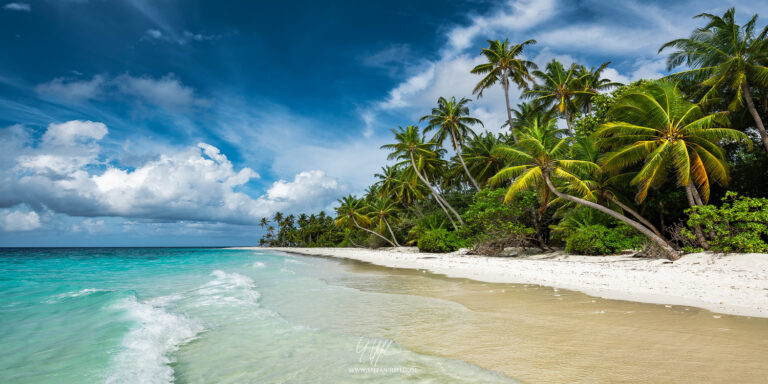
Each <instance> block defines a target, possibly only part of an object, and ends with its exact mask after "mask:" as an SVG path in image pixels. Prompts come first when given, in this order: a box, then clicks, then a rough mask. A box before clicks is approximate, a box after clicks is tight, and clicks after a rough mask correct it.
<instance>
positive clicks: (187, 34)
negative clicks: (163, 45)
mask: <svg viewBox="0 0 768 384" xmlns="http://www.w3.org/2000/svg"><path fill="white" fill-rule="evenodd" d="M219 38H221V35H210V34H206V33H202V32H197V33H195V32H191V31H184V32H182V33H181V35H178V36H177V35H175V34H169V33H163V32H162V31H160V30H157V29H148V30H146V31H145V32H144V35H143V36H142V37H141V40H159V41H164V42H168V43H173V44H178V45H185V44H187V43H189V42H191V41H198V42H199V41H211V40H216V39H219Z"/></svg>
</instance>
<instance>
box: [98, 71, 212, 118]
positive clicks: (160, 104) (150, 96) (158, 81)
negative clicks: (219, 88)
mask: <svg viewBox="0 0 768 384" xmlns="http://www.w3.org/2000/svg"><path fill="white" fill-rule="evenodd" d="M113 82H114V84H115V85H116V86H117V88H118V89H119V90H120V92H121V93H123V94H126V95H131V96H135V97H137V98H139V99H141V100H146V101H147V102H149V103H152V104H154V105H159V106H161V107H163V108H166V109H171V110H173V109H179V108H187V107H193V106H204V105H206V101H205V100H203V99H201V98H198V97H197V96H196V95H195V90H194V89H193V88H192V87H188V86H186V85H184V84H183V83H182V82H181V81H180V80H179V79H178V78H177V77H176V75H174V74H173V73H169V74H167V75H165V76H163V77H161V78H152V77H149V76H141V77H134V76H131V75H127V74H125V75H120V76H118V77H116V78H115V79H114V81H113Z"/></svg>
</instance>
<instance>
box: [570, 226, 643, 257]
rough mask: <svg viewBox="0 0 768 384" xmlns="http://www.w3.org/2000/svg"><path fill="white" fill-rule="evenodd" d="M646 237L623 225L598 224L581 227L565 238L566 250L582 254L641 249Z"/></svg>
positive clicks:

━━━━━━━━━━━━━━━━━━━━━━━━━━━━━━

### Task description
Exact copy, no pictures: reproduce the whole listing above.

### Answer box
Each <instance> block defines a target, possibly only part of an object, and ends with its exact mask after "mask:" as an SVG path in image pixels. Prompts come first when given, in this order: a box, then clicks, then a rough mask. A box before clicks is approximate, a box after clicks is tight, and clicks after a rough mask correct it.
<instance>
positive clicks: (187, 34)
negative clicks: (163, 45)
mask: <svg viewBox="0 0 768 384" xmlns="http://www.w3.org/2000/svg"><path fill="white" fill-rule="evenodd" d="M219 38H221V35H210V34H206V33H202V32H197V33H195V32H191V31H184V32H182V33H181V35H178V36H177V35H175V34H169V33H163V32H162V31H160V30H157V29H148V30H146V31H145V32H144V35H143V36H142V37H141V40H159V41H164V42H168V43H173V44H178V45H185V44H187V43H189V42H191V41H198V42H199V41H211V40H216V39H219Z"/></svg>
</instance>
<instance>
box: [98, 71, 212, 118]
positive clicks: (160, 104) (150, 96) (158, 81)
negative clicks: (219, 88)
mask: <svg viewBox="0 0 768 384" xmlns="http://www.w3.org/2000/svg"><path fill="white" fill-rule="evenodd" d="M113 82H114V84H115V85H116V86H117V88H118V89H119V90H120V92H121V93H123V94H126V95H131V96H135V97H137V98H139V99H141V100H146V101H147V102H149V103H152V104H154V105H159V106H161V107H163V108H166V109H171V110H173V109H179V108H187V107H193V106H204V105H206V101H205V100H203V99H201V98H198V97H197V96H196V95H195V90H194V89H193V88H192V87H188V86H186V85H184V84H183V83H182V82H181V81H180V80H179V79H178V78H177V77H176V75H174V74H173V73H169V74H167V75H165V76H163V77H161V78H152V77H149V76H141V77H134V76H131V75H127V74H125V75H120V76H118V77H116V78H115V79H114V81H113Z"/></svg>
</instance>
<instance>
box: [570, 226, 643, 257]
rough mask: <svg viewBox="0 0 768 384" xmlns="http://www.w3.org/2000/svg"><path fill="white" fill-rule="evenodd" d="M646 237L623 225L598 224L581 227L565 238L566 250L582 254L641 249Z"/></svg>
positive clicks:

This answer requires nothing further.